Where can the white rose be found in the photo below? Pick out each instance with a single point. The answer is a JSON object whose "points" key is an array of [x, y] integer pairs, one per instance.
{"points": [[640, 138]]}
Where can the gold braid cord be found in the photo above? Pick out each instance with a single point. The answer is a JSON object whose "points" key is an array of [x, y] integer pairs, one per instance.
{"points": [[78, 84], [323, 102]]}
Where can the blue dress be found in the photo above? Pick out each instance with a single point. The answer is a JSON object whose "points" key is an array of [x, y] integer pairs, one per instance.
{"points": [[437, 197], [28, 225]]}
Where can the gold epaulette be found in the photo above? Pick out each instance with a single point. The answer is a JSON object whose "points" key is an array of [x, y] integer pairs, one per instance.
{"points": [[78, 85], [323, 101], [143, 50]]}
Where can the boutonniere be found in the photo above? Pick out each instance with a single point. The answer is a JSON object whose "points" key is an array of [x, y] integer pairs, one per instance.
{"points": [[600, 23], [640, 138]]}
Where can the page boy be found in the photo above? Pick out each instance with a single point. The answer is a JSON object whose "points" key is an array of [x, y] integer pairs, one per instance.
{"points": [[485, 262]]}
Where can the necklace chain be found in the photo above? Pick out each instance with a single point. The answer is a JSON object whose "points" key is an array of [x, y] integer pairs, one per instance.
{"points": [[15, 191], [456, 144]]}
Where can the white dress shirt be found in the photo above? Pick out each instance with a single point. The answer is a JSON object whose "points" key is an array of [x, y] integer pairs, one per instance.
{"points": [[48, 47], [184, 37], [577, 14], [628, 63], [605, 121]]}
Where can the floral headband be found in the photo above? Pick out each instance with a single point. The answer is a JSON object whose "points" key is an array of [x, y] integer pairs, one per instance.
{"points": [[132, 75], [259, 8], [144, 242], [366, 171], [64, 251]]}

▶ [What you need to do]
Present every line of the rows above as a Markdown table with two columns, Number and Line, giving each line its sequential number and omitting any blank lines.

▶ [Full output]
| Number | Line |
|---|---|
| 1 | Where can the white rose be found in the photo below? Pick out each instance with a single point. The answer is a JSON object whose "points" key is an array of [x, y] integer pairs, one per instance. |
| 2 | {"points": [[640, 138]]} |
| 3 | Where can the gold braid cord be found in the photo above? Pick out each instance with a single point. The answer is a JSON object whose "points" key is an array of [x, y] integer pairs, one per instance. |
| 4 | {"points": [[78, 84], [323, 102]]} |
| 5 | Where can the blue dress be found in the photo above? Pick out each instance with a single point. The answer is a JSON object whose "points" key is an array of [x, y] integer pairs, one per instance. |
| 6 | {"points": [[437, 197], [28, 225]]} |
| 7 | Where can the gold epaulette be found in the photo above? Pick out each instance with a single point. The answer is a JSON object whose "points" key is an array of [x, y] integer pairs, one per instance. |
| 8 | {"points": [[78, 85], [323, 101], [143, 50]]} |
| 9 | Where can the boutonniere be found in the photo above? Pick out each instance with a single point. The answer is a JSON object whose "points" key is an array of [x, y] integer pairs, one per instance. |
| 10 | {"points": [[600, 23], [640, 138]]} |
| 11 | Where can the page boy be found in the photo above? Pick out each instance with a single point. The answer is a JSON object whose "points" key is an array of [x, y] integer pairs, one per instance. |
| 12 | {"points": [[485, 262]]} |
| 13 | Where can the necklace chain be found in the photo above? Pick out each instance with a single point. The answer is a JSON object whose "points" key is an array of [x, y] integer pairs, one per instance. |
| 14 | {"points": [[15, 191], [456, 144]]} |
| 15 | Where can the white dress shirt be found in the photo above? Pick out each instance with a single point. The answer is a JSON object whose "points" key is an array of [x, y] integer pairs, one per instance. |
| 16 | {"points": [[48, 47], [184, 37], [577, 14], [628, 63], [605, 121]]} |
| 17 | Where can the floral headband be found in the photo above? Pick out each instance with a single point. The answer is a JSON object whose "points" key is an array of [x, y] integer pairs, one per instance. |
| 18 | {"points": [[132, 75], [259, 8], [144, 242], [366, 171], [64, 251]]} |